SUPPLIED RECORDS

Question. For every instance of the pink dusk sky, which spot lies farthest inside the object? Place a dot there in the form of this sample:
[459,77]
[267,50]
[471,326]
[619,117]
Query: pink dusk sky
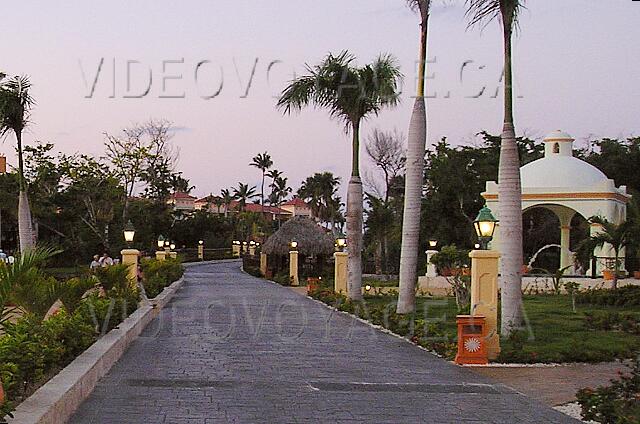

ACTION ITEM
What is needed is an exact copy of all the records, minus any pictures.

EXERCISE RESPONSE
Question. For every instance of the pink dusk sky, which spot lies farthest inside the object? Place a dot there in the form of this sample:
[459,77]
[267,50]
[471,326]
[619,117]
Query: pink dusk sky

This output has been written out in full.